Page extract: Begin

Children Overdose On Marijuana in Colorado Law News Frenzy

Nearly every major news outlet in the United States and even spanning the globe recently reported on 14 children eating enough weed to get sick.

KPLU News for Seattle and the Northwest reported:

Study suggests link between edible pot and overdose among kids

The rise of medicinal marijuana has brought a growing number of food products that contain the drug and might appeal to kids. Pot brownies have been around for decades, but nowadays you can also find pot cookies, lollipops, bon-bons, lasagna, and more.

TIME reported:

More Kids Accidentally Ingesting Marijuana Following New Drug Policies

At least 18 states allow medical marijuana, and the likelihood that more kids will encounter it at home only increases with Colorado and Washington’s recent legalization of recreational marijuana.

q13FOX reported:

‘Medibles’ blamed for marijuana spike in kids

Dr. William Hurley, director of the Washington Poison Control Center and emergency room doctor at Seattle’s Harborview Medical Center, wrote the editorial for a new Colorado-based study on the topic.

The study showed that 14 kids were treated at Colorado hospitals for symptoms related to marijuana overdose since 2009, when medical marijuana laws were relaxed.

The media is forgetting about the real issues and blasting anti-marijuana propaganda while children all around the USA are dying from Tylenol.

In 2009 TIME reported:

70,000 U.S. kids overdose each year — accidentally — on everyday household meds

Some 100,000 kids end up in U.S. emergency rooms each year because they’ve accidentally been poisoned. No, they’re not all raiding the cupboard full of cleaning supplies. Close to 70% of those visits are from are overdoses of everyday over-the-counter drugs or prescription medications, according to a recent study by researchers at the Centers for Disease Control and Prevention. The leading culprit, which sends an estimated 7,226 U.S. kids to hospital each year: acetaminophen, or Tylenol.

Page extract: End

* **Set of tasks**:
**A)** Answer these questions about the article on children and marijuana overdoses:
(i) How many children does the Colorado-based study say were treated at Colorado hospitals for marijuana overdose symptoms since 2009?
(ii) In TIME's report, at least how many states allow medical marijuana?
(iii) Which drug sends an estimated 7,226 U.S. kids to the hospital each year?
**B)** Continue the article on children and marijuana overdoses from its last sentence for one more paragraph, keeping its voice.

Dataset content: Begin

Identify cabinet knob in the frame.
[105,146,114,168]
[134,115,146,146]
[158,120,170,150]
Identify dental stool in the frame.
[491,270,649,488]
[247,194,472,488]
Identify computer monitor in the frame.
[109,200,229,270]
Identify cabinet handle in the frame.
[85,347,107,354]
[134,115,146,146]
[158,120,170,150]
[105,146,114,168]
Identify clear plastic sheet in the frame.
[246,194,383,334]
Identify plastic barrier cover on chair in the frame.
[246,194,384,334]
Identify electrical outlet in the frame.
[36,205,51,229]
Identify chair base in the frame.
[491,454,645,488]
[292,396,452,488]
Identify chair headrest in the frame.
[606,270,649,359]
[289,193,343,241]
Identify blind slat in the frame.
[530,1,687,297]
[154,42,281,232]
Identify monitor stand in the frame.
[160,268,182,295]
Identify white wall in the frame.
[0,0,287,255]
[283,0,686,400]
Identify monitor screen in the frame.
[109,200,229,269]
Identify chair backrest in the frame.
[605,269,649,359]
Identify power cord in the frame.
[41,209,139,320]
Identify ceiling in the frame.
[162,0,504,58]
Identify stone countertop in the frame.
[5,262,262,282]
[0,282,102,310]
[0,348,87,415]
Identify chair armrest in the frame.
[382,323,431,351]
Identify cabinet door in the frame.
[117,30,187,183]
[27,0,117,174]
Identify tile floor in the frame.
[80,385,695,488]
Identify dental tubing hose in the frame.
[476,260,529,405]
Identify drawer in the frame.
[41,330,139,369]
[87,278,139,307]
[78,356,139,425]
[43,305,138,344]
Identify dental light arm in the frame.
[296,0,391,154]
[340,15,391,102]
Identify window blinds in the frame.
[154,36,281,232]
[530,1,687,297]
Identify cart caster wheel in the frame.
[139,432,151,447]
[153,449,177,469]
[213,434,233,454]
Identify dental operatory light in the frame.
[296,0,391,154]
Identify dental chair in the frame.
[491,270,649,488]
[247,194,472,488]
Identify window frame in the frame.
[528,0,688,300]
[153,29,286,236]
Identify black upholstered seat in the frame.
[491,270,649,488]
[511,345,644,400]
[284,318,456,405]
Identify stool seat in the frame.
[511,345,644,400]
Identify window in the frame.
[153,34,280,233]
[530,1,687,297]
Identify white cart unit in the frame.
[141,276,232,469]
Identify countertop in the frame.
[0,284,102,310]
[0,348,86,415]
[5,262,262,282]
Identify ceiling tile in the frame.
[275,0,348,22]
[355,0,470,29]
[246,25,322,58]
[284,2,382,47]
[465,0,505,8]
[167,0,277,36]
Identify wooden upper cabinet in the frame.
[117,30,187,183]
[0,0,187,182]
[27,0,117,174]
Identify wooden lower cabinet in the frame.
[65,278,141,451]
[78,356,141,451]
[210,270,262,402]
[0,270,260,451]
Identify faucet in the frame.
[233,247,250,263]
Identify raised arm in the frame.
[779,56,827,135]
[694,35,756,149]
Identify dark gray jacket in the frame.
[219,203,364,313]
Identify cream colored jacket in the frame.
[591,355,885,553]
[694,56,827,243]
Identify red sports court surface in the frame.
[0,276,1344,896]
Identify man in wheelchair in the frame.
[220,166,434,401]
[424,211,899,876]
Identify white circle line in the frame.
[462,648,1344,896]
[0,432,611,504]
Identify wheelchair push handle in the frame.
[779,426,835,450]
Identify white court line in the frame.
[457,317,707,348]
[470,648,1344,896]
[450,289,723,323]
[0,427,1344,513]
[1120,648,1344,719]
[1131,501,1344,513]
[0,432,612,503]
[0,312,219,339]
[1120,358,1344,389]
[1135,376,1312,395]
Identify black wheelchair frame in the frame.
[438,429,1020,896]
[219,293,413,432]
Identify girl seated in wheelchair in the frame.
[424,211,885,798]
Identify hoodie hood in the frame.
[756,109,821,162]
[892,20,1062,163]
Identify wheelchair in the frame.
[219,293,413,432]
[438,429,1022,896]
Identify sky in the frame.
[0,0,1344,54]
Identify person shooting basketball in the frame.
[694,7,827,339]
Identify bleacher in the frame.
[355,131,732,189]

Dataset content: End
Dataset content: Begin

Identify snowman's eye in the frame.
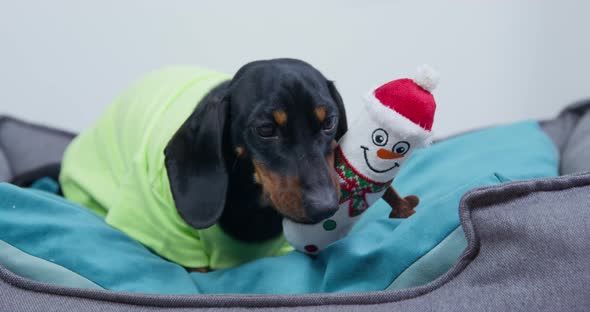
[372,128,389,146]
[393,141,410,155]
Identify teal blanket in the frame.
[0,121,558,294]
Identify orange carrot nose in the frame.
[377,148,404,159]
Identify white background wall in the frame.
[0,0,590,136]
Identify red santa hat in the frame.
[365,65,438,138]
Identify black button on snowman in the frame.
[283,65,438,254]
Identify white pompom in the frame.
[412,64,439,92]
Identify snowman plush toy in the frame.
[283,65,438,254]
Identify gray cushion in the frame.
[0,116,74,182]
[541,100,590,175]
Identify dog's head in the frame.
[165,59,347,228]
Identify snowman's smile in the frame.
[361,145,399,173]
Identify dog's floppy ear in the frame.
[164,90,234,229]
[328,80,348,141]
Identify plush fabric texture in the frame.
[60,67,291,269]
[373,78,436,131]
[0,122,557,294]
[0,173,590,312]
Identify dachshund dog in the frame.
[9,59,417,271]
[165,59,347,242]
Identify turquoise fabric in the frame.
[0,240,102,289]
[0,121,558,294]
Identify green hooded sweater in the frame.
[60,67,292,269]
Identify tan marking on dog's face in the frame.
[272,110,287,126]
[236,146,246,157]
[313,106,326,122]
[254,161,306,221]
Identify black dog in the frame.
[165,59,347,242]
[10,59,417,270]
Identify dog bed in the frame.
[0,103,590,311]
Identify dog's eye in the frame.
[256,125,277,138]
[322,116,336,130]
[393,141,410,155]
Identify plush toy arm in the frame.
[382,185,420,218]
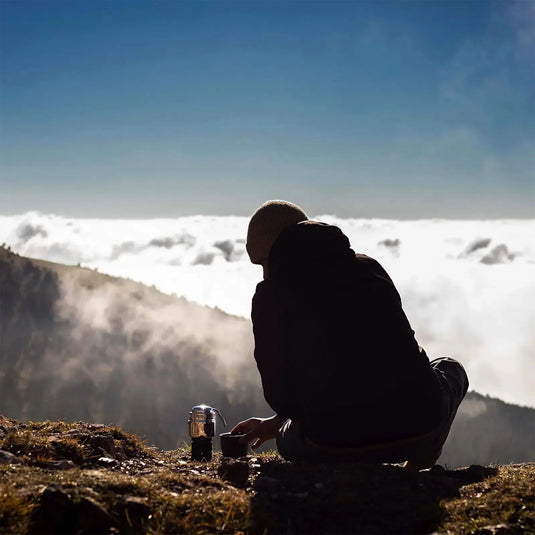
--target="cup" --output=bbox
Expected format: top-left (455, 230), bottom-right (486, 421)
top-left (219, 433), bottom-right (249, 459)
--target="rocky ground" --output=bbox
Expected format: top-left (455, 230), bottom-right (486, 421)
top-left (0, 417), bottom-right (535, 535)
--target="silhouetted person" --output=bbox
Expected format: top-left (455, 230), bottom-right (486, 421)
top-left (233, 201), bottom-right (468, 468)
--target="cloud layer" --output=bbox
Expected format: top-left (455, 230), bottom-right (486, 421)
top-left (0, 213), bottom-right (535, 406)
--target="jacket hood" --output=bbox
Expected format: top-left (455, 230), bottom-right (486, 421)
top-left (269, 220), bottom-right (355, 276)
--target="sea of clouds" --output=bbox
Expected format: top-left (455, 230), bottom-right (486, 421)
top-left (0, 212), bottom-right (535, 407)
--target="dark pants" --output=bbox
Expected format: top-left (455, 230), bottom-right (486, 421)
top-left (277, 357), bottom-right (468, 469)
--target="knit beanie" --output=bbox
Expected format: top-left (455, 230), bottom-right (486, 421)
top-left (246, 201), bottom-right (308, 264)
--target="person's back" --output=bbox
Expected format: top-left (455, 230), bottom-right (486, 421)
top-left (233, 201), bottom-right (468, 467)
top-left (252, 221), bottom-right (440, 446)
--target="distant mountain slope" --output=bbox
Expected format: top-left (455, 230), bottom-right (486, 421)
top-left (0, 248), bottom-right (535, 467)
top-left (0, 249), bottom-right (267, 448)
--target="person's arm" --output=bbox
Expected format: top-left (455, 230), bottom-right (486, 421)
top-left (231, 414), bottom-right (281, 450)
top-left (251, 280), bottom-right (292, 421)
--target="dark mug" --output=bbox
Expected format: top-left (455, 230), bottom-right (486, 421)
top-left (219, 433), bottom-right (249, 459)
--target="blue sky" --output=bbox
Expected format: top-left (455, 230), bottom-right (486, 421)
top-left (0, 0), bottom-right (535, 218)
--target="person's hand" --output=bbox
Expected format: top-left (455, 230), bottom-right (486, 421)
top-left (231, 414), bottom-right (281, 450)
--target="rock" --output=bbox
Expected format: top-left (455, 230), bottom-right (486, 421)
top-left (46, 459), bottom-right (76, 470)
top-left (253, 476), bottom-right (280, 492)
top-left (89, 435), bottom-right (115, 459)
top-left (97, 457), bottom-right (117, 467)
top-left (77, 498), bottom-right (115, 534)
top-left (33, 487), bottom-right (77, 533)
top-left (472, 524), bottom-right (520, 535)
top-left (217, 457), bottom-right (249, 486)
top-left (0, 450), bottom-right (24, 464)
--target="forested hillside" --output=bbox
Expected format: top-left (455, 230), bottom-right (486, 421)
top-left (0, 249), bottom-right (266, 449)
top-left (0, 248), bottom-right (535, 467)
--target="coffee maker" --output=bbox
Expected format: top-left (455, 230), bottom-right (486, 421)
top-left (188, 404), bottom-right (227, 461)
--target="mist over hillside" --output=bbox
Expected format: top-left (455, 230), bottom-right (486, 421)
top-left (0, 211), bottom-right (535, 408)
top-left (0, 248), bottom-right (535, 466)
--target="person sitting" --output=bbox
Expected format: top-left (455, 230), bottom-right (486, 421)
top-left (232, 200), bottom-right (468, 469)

Dataset content: End
Dataset content: Begin

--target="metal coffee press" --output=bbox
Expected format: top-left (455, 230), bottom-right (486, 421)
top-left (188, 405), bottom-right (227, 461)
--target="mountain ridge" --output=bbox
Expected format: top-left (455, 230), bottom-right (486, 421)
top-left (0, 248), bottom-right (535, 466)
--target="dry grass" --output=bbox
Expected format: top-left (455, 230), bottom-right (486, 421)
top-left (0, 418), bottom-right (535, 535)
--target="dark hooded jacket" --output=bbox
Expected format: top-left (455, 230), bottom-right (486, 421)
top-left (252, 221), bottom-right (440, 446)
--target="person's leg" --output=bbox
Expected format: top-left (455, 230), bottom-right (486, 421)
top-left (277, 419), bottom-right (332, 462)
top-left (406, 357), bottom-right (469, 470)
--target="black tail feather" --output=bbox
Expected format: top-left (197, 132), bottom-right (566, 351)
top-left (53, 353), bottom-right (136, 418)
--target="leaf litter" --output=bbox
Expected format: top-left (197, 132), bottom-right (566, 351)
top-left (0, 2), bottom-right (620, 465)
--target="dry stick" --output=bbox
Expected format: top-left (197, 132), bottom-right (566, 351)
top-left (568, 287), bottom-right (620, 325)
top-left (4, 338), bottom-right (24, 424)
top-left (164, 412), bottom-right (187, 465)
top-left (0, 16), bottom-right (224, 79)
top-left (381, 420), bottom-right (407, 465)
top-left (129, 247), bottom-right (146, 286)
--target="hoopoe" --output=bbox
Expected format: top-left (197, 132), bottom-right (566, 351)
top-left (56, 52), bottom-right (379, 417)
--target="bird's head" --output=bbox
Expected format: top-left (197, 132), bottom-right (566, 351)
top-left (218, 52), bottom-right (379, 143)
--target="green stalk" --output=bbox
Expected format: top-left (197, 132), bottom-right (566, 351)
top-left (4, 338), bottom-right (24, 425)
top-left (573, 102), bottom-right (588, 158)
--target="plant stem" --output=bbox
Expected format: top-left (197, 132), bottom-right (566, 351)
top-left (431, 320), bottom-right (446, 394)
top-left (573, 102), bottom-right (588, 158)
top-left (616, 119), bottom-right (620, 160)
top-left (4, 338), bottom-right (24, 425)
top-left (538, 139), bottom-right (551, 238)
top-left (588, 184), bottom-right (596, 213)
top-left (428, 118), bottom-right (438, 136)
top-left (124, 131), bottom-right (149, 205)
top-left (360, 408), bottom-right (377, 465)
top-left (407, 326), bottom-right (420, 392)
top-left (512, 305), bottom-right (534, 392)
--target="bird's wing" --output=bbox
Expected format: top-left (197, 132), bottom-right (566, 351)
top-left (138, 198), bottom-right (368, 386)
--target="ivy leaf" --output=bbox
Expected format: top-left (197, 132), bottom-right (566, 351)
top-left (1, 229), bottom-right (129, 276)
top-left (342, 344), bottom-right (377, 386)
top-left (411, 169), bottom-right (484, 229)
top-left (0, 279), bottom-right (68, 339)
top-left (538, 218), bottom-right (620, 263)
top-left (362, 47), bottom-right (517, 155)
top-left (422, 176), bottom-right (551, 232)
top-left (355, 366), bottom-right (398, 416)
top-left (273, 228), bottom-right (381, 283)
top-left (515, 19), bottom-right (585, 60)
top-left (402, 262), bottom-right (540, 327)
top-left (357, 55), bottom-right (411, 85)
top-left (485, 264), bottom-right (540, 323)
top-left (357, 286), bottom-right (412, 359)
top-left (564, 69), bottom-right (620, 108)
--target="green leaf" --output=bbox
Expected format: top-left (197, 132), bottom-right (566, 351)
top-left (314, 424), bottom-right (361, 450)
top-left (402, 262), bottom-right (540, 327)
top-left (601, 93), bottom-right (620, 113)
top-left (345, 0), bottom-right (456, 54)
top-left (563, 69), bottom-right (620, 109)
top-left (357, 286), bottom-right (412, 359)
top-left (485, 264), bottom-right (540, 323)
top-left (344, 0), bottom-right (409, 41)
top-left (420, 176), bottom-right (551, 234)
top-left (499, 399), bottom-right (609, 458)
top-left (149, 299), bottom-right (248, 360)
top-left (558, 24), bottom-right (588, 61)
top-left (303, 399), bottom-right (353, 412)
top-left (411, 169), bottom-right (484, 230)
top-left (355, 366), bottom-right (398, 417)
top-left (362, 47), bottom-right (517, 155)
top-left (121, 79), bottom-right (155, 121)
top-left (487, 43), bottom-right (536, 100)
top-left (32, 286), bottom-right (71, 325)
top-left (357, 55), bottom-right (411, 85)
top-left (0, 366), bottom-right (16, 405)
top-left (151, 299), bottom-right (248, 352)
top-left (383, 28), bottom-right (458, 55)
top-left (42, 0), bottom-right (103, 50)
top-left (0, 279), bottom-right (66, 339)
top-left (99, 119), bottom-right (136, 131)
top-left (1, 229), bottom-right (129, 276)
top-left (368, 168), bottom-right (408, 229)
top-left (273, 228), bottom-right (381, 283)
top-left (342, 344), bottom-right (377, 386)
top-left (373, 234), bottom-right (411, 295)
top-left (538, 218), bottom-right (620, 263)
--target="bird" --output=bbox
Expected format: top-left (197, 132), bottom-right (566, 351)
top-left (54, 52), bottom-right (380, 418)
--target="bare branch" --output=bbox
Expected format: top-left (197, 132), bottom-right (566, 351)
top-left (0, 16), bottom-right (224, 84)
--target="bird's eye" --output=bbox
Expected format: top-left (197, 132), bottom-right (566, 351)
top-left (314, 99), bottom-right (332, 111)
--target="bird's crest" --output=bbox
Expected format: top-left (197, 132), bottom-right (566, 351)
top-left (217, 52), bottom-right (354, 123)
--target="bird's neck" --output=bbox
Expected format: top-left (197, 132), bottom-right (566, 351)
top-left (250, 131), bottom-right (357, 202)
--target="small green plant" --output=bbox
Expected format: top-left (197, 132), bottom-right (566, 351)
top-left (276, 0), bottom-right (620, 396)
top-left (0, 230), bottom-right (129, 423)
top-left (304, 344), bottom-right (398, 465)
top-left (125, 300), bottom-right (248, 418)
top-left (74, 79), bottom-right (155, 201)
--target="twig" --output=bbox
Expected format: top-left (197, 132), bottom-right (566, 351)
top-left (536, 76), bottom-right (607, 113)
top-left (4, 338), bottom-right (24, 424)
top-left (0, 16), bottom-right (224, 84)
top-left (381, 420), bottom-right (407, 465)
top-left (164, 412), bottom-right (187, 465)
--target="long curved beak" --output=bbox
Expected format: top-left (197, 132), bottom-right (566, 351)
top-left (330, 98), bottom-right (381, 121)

Dataset content: End

* **Response list**:
**A)**
(i) 14
(ii) 18
(iii) Acetaminophen, or Tylenol

**B)**
Acetaminophen is one of the most common painkillers in the world. (Outside the U.S. it’s also known by the name paracetamol). And acetaminophen is extremely safe — as long as you take the right dose, which is not, in fact, all that high. Please believe the bottle when it tells you there’s a maximum daily recommended dosage. That goes double for children, who, obviously, tend to be smaller than adults, so they may be able to handle less of the drug. Even though most kids who go to hospital with medication overdoses are youngsters aged 1 – 5 who snuck into the medicine cabinet without their parents noticing, CDC stats show that parents actually supervise their child’s poisoning in about 18% of cases. The most common medication error, taken from overdoses among all legal drugs, is simply giving too much of the medication you intended to administer. It’s unusual but by no means unheard of for someone to die after taking just a few more acetaminophen pills than the max recommended dosage that’s stated on the package. Other people also overdose by following the directions correctly for two different medication brands — say a painkiller pill and a liquid cough syrup — without realizing that both meds contain the same active ingredient.